Saved entries:
------------------------------------------------
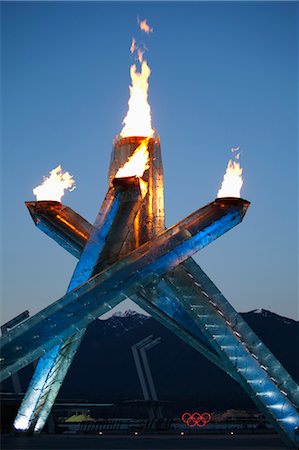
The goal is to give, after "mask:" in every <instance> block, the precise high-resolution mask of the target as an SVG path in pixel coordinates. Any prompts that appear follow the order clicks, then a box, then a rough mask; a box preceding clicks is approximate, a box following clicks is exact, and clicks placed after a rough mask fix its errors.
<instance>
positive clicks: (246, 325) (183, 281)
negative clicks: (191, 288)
mask: <svg viewBox="0 0 299 450" xmlns="http://www.w3.org/2000/svg"><path fill="white" fill-rule="evenodd" d="M184 268H185V269H187V270H185V271H182V270H181V267H178V268H176V269H175V270H174V271H172V272H170V273H169V274H167V278H168V279H169V281H170V282H171V283H173V285H174V286H175V288H176V290H177V291H178V294H179V297H180V300H181V303H182V306H183V307H184V309H185V310H186V311H187V312H188V313H189V314H190V316H191V317H192V319H193V320H194V321H195V323H196V324H197V326H198V327H199V328H200V329H201V330H202V331H203V333H204V334H205V336H206V337H207V339H208V340H209V342H210V344H211V345H212V346H213V347H214V349H215V350H216V351H217V352H218V354H219V355H222V359H223V361H224V362H225V363H226V365H227V366H228V367H230V370H231V371H235V372H237V373H238V375H239V377H240V378H239V383H240V384H241V386H242V387H243V388H244V390H245V391H246V392H247V393H248V394H249V395H250V397H251V398H252V399H253V400H254V402H255V403H256V404H257V406H258V407H259V409H260V410H261V411H262V412H263V413H264V415H265V416H266V418H267V419H268V420H269V421H270V422H271V423H272V425H273V426H274V428H275V429H276V430H277V432H278V433H280V435H281V436H282V438H283V440H284V441H285V442H286V444H287V445H289V446H294V445H295V446H296V445H298V443H299V440H298V437H299V436H298V434H297V431H296V430H298V427H299V415H298V412H297V405H296V404H295V403H294V402H293V401H292V398H291V396H288V394H287V392H286V391H284V390H283V389H282V388H281V386H279V384H278V383H277V380H275V379H274V378H273V377H271V375H270V374H271V363H270V359H269V355H270V351H269V350H268V349H267V366H264V365H263V364H262V363H261V360H263V354H262V352H261V354H260V355H259V357H258V356H257V354H256V351H255V350H256V348H257V347H262V345H263V344H262V343H261V341H260V339H259V338H258V337H257V336H256V335H255V334H254V333H253V331H252V330H251V329H250V328H249V327H248V325H246V324H245V322H244V320H243V319H242V317H241V316H239V314H238V313H237V312H236V311H234V310H233V308H232V306H231V305H229V308H227V301H226V299H224V297H223V296H221V297H220V296H219V295H218V299H216V298H215V295H212V291H213V293H214V294H215V291H216V289H215V288H216V287H215V285H213V283H212V282H211V281H210V280H209V279H208V277H207V276H206V275H205V274H204V273H203V272H202V271H201V269H200V268H199V267H198V266H197V265H196V264H194V263H193V261H187V262H185V264H184ZM188 277H189V279H190V281H191V283H195V285H194V289H190V290H188V289H186V279H187V278H188ZM203 286H204V288H203ZM218 292H219V291H218ZM228 311H229V314H228ZM237 324H239V325H237ZM242 328H244V329H245V328H246V331H245V333H243V332H242V331H241V329H242ZM237 330H239V331H237ZM252 338H254V340H253V341H252V342H251V339H252ZM271 355H272V354H271ZM271 358H272V363H273V364H274V365H275V370H276V367H278V366H280V370H281V372H284V371H285V369H284V368H283V367H282V366H281V364H280V363H279V362H278V361H277V359H276V358H275V357H274V355H272V357H271ZM286 373H287V372H286ZM287 375H288V374H287ZM288 378H290V376H289V375H288ZM293 383H294V388H297V389H298V387H297V385H296V383H295V382H294V381H293Z"/></svg>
------------------------------------------------
YOUR ASSIGNMENT - Pull every line with "clicks" from the records.

OUTPUT OF THE TASK -
The goal is to give, after "mask:" in every <instance> block, the precise high-resolution mask of the target as an SVG path in pixel coordinates. Any prompts that appear follow the order clicks, then a box, then a rough mask; a box preceding clicks is approximate, a box following clicks is exact, and clicks placed after a rough mask fix its errors.
positive clicks: (246, 325) (183, 281)
negative clicks: (191, 288)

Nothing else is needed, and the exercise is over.